— Task details —
Show every line of the listing below that contains the word "blue", copying each one in full.
=====
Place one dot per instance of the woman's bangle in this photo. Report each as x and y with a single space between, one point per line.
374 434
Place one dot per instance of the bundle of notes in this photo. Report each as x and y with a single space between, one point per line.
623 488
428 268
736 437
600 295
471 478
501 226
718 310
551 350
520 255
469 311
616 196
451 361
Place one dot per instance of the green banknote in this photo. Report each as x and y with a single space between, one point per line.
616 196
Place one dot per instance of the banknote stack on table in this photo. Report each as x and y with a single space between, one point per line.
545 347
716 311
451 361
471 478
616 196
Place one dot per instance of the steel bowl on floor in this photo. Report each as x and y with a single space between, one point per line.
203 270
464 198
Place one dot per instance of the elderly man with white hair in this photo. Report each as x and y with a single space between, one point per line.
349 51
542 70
=====
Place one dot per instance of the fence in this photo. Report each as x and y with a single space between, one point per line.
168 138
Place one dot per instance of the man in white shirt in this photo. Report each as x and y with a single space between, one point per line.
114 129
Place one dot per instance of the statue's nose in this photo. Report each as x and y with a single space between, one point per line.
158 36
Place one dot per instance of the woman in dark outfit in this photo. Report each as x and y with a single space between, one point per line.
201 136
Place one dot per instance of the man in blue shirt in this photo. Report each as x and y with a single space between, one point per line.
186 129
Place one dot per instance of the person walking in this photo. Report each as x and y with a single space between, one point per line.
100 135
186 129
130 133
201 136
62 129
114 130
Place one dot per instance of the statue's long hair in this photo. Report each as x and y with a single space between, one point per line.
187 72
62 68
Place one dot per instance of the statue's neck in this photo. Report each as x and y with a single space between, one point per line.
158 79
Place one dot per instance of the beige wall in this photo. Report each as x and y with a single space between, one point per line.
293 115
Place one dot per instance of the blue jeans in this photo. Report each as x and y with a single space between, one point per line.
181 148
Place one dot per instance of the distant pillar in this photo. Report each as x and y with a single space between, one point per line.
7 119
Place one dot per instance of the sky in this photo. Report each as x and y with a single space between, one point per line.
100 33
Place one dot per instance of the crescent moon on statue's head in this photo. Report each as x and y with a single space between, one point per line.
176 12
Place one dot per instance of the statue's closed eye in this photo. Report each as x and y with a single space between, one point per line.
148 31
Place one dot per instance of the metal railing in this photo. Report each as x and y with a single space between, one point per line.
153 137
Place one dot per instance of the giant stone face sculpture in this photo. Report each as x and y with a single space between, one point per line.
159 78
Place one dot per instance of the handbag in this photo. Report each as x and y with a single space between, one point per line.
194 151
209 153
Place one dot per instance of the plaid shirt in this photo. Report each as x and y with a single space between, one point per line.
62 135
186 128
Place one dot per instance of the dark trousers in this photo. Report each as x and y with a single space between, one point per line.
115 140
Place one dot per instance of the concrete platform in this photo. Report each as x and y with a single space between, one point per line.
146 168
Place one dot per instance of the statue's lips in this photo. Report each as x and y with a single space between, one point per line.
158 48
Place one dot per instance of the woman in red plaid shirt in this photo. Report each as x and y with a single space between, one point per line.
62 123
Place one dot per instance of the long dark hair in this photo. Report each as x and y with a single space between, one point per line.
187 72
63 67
=====
— Worked answer —
Place one dot per instance of the man in blue shirt in this photo. Report each as x and y with a single space between, one point per line.
Place one dot per instance of the blue jeans in this photo. Report each as x and y with a single space between, one point per line.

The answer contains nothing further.